Source text:
The Stooges Brass Band is a New Orleans, Louisiana, brass band. The group was formed in 1996 after band leader Walter Ramsey saw a performance by the Rebirth Brass Band. The Stooges Brass Band is known for incorporating elements of hip hop, funk and R&B into a more traditional brass band framework.  The band has played the Bonnaroo Music & Arts Festival, the New Orleans Jazz & Heritage Festival, High Sierra Music Festival, and South by Southwest.  In 2012, they were selected by the U.S. State Department to tour Pakistan, and became the first American band to play in Hyderabad.

Biography
The Stooges Brass Band started in 1996 when band leader Walter Ramsey combined members of two rival high school marching bands.  After seeing the Rebirth Brass Band play, Ramsey was inspired to experiment with merging hip hop, funk, and R & B, influences into a traditional New Orleans brass band framework.  The band name evolved out of their stage antics, when one of the band members referred to the rest as “a bunch of stooges.”   Early members included Trombone Shorty, ’Big’ Sam Williams, Drew Baham, Ellis Joseph, Sammy Cyrus, and Dwayne Williams.

[Data entries]
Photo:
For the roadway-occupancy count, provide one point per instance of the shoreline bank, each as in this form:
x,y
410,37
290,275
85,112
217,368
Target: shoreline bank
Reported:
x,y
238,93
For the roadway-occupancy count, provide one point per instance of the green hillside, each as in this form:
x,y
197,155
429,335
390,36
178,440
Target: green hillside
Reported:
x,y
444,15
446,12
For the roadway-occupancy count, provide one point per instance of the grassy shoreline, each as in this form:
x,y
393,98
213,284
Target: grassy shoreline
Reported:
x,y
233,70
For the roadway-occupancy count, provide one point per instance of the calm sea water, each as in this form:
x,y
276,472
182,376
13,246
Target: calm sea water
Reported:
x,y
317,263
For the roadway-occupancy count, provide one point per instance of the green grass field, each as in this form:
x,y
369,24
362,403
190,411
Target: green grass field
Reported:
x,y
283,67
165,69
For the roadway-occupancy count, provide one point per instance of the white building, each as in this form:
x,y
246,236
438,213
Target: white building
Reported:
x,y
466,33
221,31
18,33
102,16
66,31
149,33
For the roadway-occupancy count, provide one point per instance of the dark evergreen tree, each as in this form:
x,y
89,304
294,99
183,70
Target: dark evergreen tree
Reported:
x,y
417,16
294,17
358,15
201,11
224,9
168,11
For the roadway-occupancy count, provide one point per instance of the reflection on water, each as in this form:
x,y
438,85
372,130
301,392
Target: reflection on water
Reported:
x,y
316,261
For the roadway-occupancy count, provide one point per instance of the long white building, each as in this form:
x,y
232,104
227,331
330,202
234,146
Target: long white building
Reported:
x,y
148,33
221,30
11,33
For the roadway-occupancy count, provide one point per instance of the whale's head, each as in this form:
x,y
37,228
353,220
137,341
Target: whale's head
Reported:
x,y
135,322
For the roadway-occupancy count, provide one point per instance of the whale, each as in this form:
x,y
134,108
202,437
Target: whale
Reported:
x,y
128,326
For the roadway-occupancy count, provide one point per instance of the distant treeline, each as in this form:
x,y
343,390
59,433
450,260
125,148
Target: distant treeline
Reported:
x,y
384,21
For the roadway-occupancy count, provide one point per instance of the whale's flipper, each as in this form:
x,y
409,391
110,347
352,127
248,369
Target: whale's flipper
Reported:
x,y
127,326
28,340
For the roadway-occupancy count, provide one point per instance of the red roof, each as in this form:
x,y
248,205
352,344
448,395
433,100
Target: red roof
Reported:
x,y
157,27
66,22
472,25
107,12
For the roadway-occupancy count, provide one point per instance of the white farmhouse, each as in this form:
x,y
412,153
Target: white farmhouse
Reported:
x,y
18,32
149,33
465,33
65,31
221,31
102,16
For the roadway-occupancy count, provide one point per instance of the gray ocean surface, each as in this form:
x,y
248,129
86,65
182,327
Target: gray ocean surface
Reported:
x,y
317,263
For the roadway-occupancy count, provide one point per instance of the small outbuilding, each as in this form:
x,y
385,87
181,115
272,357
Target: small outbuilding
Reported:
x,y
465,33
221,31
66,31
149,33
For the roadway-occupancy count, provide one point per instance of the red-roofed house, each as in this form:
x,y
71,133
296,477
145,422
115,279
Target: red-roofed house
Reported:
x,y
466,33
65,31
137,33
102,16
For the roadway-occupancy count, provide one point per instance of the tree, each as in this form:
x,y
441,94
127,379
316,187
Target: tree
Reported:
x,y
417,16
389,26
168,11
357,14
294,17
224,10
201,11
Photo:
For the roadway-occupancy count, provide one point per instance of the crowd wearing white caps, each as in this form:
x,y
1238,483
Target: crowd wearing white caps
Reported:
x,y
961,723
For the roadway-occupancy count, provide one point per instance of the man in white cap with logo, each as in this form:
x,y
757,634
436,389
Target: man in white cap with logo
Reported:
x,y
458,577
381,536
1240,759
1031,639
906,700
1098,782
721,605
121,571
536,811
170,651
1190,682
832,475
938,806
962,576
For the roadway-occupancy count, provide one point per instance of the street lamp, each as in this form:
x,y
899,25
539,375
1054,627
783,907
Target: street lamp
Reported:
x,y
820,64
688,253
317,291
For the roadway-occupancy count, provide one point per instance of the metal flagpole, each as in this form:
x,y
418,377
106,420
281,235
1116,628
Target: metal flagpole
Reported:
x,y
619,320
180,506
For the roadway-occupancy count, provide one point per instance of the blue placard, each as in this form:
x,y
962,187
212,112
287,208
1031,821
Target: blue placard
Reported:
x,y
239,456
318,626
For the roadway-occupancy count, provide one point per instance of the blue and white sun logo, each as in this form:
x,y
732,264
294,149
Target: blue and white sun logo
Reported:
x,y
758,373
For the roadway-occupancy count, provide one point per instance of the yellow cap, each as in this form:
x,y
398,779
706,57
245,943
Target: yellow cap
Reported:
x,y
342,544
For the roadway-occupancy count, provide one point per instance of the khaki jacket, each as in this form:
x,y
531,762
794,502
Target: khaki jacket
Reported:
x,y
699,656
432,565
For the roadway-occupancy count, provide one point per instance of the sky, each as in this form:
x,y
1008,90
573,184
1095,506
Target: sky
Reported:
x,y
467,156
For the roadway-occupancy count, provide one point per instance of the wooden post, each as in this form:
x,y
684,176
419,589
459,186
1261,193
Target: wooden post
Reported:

Actions to take:
**A)** Can you write out again the part of the data entries that opens with the line containing "the sky, each" and runs through the end of the entries, requests included, shifting every reported coordinate up by 23? Change only the coordinates given as answers after "Reported:", not the sample points in the requests or their format lines.
**B)** Write the next part of the text on the Stooges Brass Band, picking up from where it stops.

Answers in order:
**A)**
For the roadway-occupancy count, provide one point per instance of the sky, each as in this form:
x,y
1008,90
573,184
1095,506
Target: sky
Reported:
x,y
490,179
For the roadway-occupancy count, provide one point per instance of the wooden post, each as in this form:
x,y
684,176
419,589
459,186
1261,193
Target: wooden post
Reported:

**B)**
Over the next decade, the Stooges Brass Band gained a reputation in local clubs and second line parades.  Early successes included recording with Jessica Simpson, and production work for ESPN.

Red Bull Street Kings competition
In October 2010, the Stooges Brass Band won the Red Bull Street Kings competition.  The event featured four prominent brass bands in an elimination-style competition.  Red Bull flew the band out to their L.A. studios to record an EP and video music series with hip hop producer Mannie Fresh. The event was covered by the Documentary Channel, who released a documentary in 2011.

Touring
In April 2011, the Stooges Brass Band won the Best Contemporary Brass Band award from the Big Easy Music Awards.  The band began touring more aggressively in 2012, playing Bonnaroo Music & Arts Festival, the New Orleans Jazz & Heritage Festival, Edinburgh Jazz Festival, High Sierra Music Festival, Essence Music Festival, Lincoln Center Out Of Doors Series, South by Southwest, and others.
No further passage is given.